Set task>
Gather every line in the rows below that contains the string "person". The match is case-sensitive.

Data in this exercise>
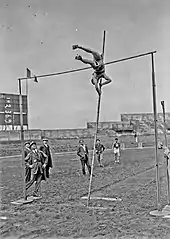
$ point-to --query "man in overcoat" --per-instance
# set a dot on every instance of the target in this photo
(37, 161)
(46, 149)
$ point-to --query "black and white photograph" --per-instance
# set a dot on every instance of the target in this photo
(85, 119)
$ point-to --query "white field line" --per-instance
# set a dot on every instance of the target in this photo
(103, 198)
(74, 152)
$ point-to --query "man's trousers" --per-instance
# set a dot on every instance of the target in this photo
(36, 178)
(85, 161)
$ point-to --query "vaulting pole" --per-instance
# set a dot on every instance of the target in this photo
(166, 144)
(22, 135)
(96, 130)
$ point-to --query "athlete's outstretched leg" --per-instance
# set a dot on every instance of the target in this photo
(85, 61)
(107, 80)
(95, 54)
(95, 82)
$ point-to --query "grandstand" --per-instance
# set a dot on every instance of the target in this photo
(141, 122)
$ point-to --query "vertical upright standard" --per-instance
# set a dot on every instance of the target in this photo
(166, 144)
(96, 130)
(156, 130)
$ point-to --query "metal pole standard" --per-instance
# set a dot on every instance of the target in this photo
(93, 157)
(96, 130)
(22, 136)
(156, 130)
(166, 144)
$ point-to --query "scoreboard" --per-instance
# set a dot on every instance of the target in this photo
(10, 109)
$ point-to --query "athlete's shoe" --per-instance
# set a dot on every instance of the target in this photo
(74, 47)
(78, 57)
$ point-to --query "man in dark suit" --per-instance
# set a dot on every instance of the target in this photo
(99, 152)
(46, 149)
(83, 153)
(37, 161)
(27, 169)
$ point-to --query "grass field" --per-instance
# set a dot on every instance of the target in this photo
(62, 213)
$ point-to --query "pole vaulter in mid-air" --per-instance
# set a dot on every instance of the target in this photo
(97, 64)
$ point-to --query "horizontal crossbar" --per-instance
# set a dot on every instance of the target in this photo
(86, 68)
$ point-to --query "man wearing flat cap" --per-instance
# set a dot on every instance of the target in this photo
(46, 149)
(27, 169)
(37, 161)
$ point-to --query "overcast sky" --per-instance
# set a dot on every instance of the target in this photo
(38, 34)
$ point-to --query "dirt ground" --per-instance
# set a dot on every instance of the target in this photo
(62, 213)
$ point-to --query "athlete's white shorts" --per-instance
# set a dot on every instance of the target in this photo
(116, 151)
* * *
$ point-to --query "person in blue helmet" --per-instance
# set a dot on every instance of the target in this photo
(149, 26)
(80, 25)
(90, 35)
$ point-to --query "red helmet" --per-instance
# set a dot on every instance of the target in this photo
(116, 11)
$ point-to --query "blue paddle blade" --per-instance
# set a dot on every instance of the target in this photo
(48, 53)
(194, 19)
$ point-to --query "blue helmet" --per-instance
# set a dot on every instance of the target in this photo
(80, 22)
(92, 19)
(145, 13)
--
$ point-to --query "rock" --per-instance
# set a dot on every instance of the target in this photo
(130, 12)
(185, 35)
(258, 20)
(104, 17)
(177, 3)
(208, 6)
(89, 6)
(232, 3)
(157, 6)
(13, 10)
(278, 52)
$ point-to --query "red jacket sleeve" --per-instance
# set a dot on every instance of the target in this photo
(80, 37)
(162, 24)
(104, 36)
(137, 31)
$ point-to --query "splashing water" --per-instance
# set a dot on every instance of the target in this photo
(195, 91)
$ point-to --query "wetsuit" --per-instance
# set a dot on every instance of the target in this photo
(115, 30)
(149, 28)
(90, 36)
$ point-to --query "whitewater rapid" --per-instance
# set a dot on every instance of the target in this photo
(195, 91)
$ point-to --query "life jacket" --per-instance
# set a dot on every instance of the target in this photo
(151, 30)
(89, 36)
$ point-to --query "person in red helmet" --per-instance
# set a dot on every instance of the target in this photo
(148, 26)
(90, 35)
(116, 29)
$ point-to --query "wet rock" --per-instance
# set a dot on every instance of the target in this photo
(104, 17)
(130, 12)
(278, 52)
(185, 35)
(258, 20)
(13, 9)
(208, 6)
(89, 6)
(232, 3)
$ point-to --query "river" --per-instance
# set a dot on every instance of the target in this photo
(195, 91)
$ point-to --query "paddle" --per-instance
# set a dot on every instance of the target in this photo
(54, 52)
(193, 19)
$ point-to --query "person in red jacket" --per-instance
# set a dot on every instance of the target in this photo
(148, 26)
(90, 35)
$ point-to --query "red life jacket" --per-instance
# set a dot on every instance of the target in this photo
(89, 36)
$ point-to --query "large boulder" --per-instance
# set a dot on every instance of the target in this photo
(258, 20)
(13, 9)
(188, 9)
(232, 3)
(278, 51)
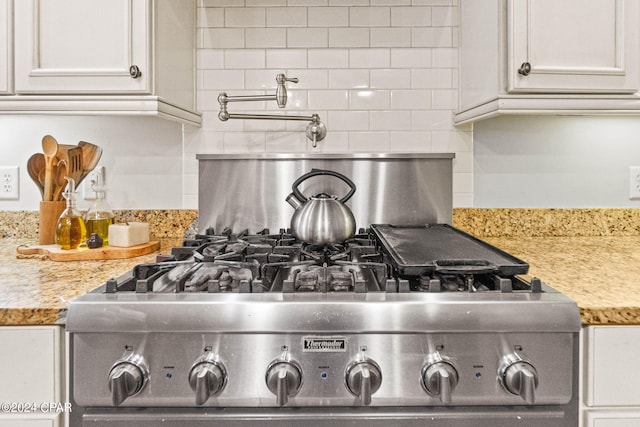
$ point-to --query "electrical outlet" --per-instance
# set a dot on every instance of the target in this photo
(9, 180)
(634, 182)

Answer to the task>
$ point-to --query "person in blue helmet" --per-instance
$ point-to --query "person in red helmet" --per-instance
$ point-to --query "person in red jacket" --per-instance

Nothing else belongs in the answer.